◆ DATA SUPPLIED ◆
+++

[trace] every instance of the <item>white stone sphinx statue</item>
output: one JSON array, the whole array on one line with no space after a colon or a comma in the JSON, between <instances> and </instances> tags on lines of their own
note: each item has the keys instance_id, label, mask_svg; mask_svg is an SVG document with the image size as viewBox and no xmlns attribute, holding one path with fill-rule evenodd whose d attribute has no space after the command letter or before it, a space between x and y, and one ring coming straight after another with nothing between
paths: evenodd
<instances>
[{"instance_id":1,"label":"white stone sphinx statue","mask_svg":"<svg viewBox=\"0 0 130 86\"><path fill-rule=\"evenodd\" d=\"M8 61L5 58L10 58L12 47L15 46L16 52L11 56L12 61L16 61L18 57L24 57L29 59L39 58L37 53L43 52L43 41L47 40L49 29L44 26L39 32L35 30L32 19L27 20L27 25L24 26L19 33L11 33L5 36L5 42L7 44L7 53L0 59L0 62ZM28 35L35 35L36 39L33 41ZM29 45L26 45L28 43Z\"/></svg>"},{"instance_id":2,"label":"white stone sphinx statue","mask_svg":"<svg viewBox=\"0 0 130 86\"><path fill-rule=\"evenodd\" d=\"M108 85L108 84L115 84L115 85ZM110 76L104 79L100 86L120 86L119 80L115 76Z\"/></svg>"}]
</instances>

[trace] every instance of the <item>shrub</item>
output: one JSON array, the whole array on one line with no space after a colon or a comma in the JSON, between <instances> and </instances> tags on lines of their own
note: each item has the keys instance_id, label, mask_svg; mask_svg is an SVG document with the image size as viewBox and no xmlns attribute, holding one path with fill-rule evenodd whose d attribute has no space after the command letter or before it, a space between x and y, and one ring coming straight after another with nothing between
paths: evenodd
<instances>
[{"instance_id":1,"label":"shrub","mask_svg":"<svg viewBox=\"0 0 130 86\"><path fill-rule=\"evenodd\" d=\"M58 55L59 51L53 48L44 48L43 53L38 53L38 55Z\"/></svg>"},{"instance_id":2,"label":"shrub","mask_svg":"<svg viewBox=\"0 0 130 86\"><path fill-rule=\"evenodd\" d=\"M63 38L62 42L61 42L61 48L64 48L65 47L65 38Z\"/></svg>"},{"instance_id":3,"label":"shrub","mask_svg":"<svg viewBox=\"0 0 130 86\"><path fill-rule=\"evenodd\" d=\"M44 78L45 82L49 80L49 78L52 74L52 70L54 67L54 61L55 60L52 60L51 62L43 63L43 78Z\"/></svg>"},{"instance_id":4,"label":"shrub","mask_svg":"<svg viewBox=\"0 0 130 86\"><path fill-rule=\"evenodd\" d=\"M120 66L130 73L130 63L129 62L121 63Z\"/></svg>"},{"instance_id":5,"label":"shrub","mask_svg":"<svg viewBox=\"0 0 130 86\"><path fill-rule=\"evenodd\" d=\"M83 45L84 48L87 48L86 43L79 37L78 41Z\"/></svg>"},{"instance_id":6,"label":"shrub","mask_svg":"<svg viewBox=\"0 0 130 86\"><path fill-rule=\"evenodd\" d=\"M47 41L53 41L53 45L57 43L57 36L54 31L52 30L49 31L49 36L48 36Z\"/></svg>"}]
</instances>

+++

◆ TASK OBJECTIVE ◆
Please copy the material above line for line, without changing anything.

◆ EXERCISE SOLUTION ◆
[trace] every instance of the <item>white stone sphinx statue</item>
output: one JSON array, the whole array on one line with no space after a colon or a comma in the JSON, between <instances> and </instances> tags on lines of their own
note: each item has the keys instance_id, label, mask_svg; mask_svg is an SVG document with the image size as viewBox and no xmlns attribute, holding one path with fill-rule evenodd whose d attribute has no space after the command letter or before it, a space between x and y, and one ring coming straight after another with nothing between
paths: evenodd
<instances>
[{"instance_id":1,"label":"white stone sphinx statue","mask_svg":"<svg viewBox=\"0 0 130 86\"><path fill-rule=\"evenodd\" d=\"M8 61L5 58L10 58L12 47L15 46L16 52L11 56L12 61L16 61L18 57L24 57L29 59L39 58L37 53L43 52L43 41L47 40L49 29L44 26L39 32L35 30L32 19L27 20L27 25L24 26L19 33L11 33L5 36L5 42L7 44L7 53L0 59L0 62ZM28 35L35 35L36 39L33 41ZM29 45L26 45L28 43Z\"/></svg>"},{"instance_id":2,"label":"white stone sphinx statue","mask_svg":"<svg viewBox=\"0 0 130 86\"><path fill-rule=\"evenodd\" d=\"M108 85L108 84L115 84L115 85ZM110 76L104 79L100 86L120 86L119 80L115 76Z\"/></svg>"}]
</instances>

[trace] every instance of the <item>shrub</item>
output: one JSON array, the whole array on one line with no space after a colon or a comma in the JSON, between <instances> and </instances> tags on lines of their own
note: each item has the keys instance_id, label, mask_svg; mask_svg is an SVG document with the image size as viewBox and no xmlns attribute, holding one path with fill-rule evenodd whose d attribute has no space after the command letter or before it, a space between x and y, and one ring coming straight after another with nothing between
paths: evenodd
<instances>
[{"instance_id":1,"label":"shrub","mask_svg":"<svg viewBox=\"0 0 130 86\"><path fill-rule=\"evenodd\" d=\"M58 55L59 51L53 48L44 48L43 53L38 53L38 55Z\"/></svg>"},{"instance_id":2,"label":"shrub","mask_svg":"<svg viewBox=\"0 0 130 86\"><path fill-rule=\"evenodd\" d=\"M63 38L62 42L61 42L61 48L64 48L65 47L65 38Z\"/></svg>"},{"instance_id":3,"label":"shrub","mask_svg":"<svg viewBox=\"0 0 130 86\"><path fill-rule=\"evenodd\" d=\"M44 78L45 82L49 80L49 78L52 74L52 70L54 67L54 61L55 60L52 60L51 62L43 63L43 78Z\"/></svg>"},{"instance_id":4,"label":"shrub","mask_svg":"<svg viewBox=\"0 0 130 86\"><path fill-rule=\"evenodd\" d=\"M120 66L130 73L130 63L129 62L121 63Z\"/></svg>"},{"instance_id":5,"label":"shrub","mask_svg":"<svg viewBox=\"0 0 130 86\"><path fill-rule=\"evenodd\" d=\"M83 45L84 48L87 48L86 43L79 37L78 41Z\"/></svg>"},{"instance_id":6,"label":"shrub","mask_svg":"<svg viewBox=\"0 0 130 86\"><path fill-rule=\"evenodd\" d=\"M47 41L53 41L53 45L57 43L57 36L54 31L52 30L49 31L49 36L48 36Z\"/></svg>"}]
</instances>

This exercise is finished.